I'm using ORF Fusion whith Exchange Server 2010.
Server doesn't have own external address, i'm using Kerio Control and port mapping to publish exchange server at internet.

And that is a problem, any rules doesn't work because:
"Whitelisted by the IP Whitelist: email originated from an Intermediate Host / intranet."

by Yan 7 years ago
2

Hello Yan,

First of all, make sure that all of the enabled ORF tests are assigned to the On Arrival filtering point as well on the Filtering > Tests page in the ORF Administration Tool. In case you have to update the test assignments, save the ORF configuration afterwards to apply the new settings. If this does not help, that means something is removing the delivery path information (i.e., the Received: from lines) from the email headers, thus ORF cannot determine the IP address of the actual sender (Header analysis explained: http://vamsoft.com/r?o-hto-headeranalysis).

◇ ◇ ◇ ◇ ◇

--- TASK 1 ---
In the ORF Fusion forum thread, what does Yan use with port mapping to publish the Exchange server to the internet?
--- TASK 2 ---
Carry on the ORF Fusion forum thread from where it stops.
The entries that follow are separate material and have nothing to do with the ORF Fusion forum thread.

--- MATERIAL PROVIDED ---

◇ ◇ ◇ ◇ ◇

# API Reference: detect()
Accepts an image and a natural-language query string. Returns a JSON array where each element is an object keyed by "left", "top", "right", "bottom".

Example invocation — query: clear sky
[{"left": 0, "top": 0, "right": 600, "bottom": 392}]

◇ ◇ ◇ ◇ ◇

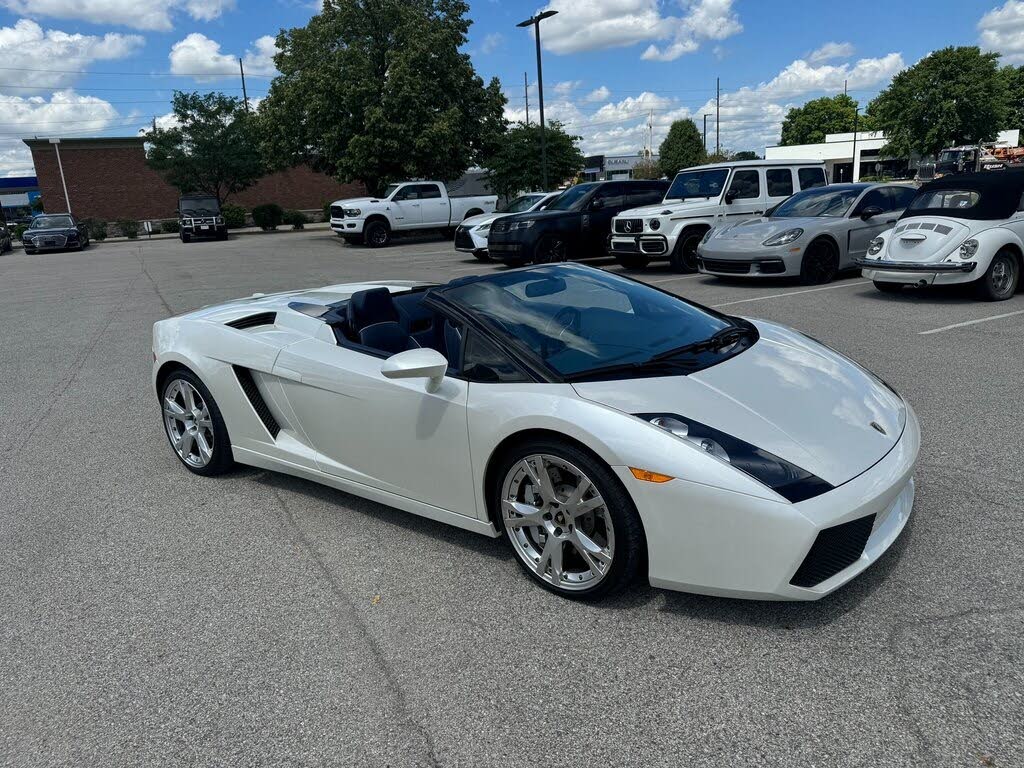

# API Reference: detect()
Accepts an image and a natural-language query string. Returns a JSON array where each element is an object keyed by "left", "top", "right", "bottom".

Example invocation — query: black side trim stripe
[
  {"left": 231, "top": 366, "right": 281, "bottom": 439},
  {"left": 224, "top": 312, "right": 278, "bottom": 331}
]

◇ ◇ ◇ ◇ ◇

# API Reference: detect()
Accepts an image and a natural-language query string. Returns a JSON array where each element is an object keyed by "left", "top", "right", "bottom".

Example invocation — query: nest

◇ ◇ ◇ ◇ ◇

--- EXERCISE RESPONSE 1 ---
Kerio Control.

--- EXERCISE RESPONSE 2 ---
The culprit most of the time is an internal SMTP proxy, firewall or an email security appliance that relays emails to the ORF server. You will need to identify the problematic host and modify its settings to preserve the original headers.

Let me know if this has helped.

by Daniel Novak (Vamsoft) 7 years ago
3

@Daniel Novak (Vamsoft): Kerio Control doesn't modify any headers. It doesn't works like realy, it works like Reverse NAT.


So, in headers i see something like that:

Received: from rikkimountin.ru (10.40.2.100) by SUN.capsi.local (10.30.2.11)

or

Received: from x2f253cc.dyn.telefonica.de (10.40.2.100) by SUN.capsi.local (10.30.2.11)



where 10.40.2.100 is internal address of Kerio Control

by Yan 7 years ago
(in reply to this post)

4

Are there any other "Received: from" lines in the message header that contain public IP addresses? If not, you can be absolutely sure that you are not looking at the original message header - unless it is an internal email. Check the IP addresses logged in the first "Received: from" line (from the bottom) in order to find the culprit.

Whichever host or service is responsible for this, its settings must be changed. Removing the "Received: from" lines from the message header is a violation of the RFC standards:

https://tools.ietf.org/html/rfc5321#section-4.4

When an SMTP server receives a message for delivery or further
processing, it MUST insert trace ("time stamp" or "Received")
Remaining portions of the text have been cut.